● **Quoted text**
In this chapter, using Khayyami studies as an applied exploratory setting, Tamdgidi revisits the Millsian sociological imagination, raising eight issues that he believes express the limits imposed by the classical Newtonian way of thinking on Mills’s imaginative framework. He explores the eight issues in terms of the following questions. 1. The problem of dualism: can personal troubles be also public issues, and vice versa? 2. The problem of atomism: which self’s personal trouble is it? 3. The problem of separability: whose public issues are these? 4. The problem of objectivity: can we as observers separate ourselves from others’ personal troubles and public issues? 5. The problem of determinism: is it always the case that society shapes the individual/self, and that public issues always shape personal troubles? 6. The problem of continuity: are we supposed to find causal relations amid easily locatable and traceable causal chains? 7. The problem of disciplinarity: are we always better off dividing and specializing our knowledges into fragmented disciplines? And 8. The problem of scientism: is science always Western, and still Newtonian?

● **Listed records**
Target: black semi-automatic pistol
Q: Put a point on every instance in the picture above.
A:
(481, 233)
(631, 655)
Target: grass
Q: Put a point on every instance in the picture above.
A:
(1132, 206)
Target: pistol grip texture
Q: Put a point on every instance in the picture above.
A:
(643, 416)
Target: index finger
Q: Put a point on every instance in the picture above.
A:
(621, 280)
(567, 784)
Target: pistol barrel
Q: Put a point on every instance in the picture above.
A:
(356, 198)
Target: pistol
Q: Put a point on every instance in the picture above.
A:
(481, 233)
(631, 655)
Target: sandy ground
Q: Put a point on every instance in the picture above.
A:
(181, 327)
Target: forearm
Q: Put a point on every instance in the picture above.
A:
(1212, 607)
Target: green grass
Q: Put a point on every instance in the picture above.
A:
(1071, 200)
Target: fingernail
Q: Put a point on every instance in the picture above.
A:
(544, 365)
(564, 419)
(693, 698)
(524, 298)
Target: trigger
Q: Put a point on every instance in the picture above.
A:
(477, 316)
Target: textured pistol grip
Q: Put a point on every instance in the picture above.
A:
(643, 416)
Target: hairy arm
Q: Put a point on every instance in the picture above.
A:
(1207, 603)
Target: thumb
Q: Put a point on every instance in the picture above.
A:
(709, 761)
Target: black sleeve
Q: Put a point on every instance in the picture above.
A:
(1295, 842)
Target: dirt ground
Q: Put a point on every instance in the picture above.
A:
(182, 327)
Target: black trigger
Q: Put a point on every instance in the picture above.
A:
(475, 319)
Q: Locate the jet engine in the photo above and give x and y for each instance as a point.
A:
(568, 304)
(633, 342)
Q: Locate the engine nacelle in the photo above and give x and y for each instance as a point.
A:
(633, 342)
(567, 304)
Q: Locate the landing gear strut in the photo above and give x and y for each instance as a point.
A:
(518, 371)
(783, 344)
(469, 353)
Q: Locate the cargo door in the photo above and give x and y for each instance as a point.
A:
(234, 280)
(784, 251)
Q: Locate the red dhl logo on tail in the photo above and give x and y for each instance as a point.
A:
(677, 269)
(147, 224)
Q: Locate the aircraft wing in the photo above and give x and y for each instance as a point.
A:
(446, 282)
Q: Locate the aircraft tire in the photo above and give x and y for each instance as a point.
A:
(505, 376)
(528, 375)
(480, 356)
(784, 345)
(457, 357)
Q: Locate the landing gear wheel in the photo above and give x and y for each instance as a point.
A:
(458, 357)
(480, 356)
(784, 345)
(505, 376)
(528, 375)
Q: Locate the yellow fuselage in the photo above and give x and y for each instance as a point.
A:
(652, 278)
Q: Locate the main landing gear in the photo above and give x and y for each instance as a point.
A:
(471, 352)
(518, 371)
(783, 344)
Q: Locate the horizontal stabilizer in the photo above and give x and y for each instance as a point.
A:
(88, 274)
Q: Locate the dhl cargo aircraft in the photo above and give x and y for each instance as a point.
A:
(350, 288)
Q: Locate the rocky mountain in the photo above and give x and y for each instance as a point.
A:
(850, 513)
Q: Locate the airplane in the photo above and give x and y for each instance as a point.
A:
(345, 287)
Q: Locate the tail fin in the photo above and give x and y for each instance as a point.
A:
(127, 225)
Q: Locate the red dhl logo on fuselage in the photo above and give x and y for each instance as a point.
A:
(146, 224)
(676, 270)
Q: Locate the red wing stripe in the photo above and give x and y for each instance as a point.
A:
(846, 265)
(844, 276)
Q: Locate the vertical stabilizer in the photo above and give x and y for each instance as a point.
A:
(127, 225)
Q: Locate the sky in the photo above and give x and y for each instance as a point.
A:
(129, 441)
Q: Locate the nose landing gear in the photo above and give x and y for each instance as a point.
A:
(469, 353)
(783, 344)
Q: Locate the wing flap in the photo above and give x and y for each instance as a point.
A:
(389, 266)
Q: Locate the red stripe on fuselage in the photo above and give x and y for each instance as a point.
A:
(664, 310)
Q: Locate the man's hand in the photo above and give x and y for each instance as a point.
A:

● **Written task A**
In the passage about the sociological imagination, which question does Tamdgidi pair with the problem of atomism?
● **Written task B**
Carry on the passage about the sociological imagination from its last sentence.
The items play no part in these tasks.

● **Task answer A**
Which self's personal trouble is it?

● **Task answer B**
The author asks and explores whether Mills’s comments on Newtonianism and the Newtonian “way of thinking” in his book were meant to acknowledge that he himself was gripped by and embraced Newtonianism in his proposed critical return to “classical” pursuit of the sociological imagination, or did he instead mean to question such fundamental structures of thinking, seeking ways to move beyond them in favor of newer scientific, cultural, and sociological imaginations?

Tamdgidi, Mohammad H. 2021. “CHAPTER I — The Promise and the Classical Limits of C. Wright Mills’s Sociological Imagination.” Pp. 27-60 in Omar Khayyam’s Secret: Hermeneutics of the Robaiyat in Quantum Sociological Imagination: Book 1: New Khayyami Studies: Quantumizing the Newtonian Structures of C. Wright Mills’s Sociological Imagination for A New Hermeneutic Method (Human Architecture: Journal of the Sociology of Self-Knowledge: Vol. XIV, 2021. Tayyebeh Series in East-West Research and Translation.) Belmont, MA: Okcir Press.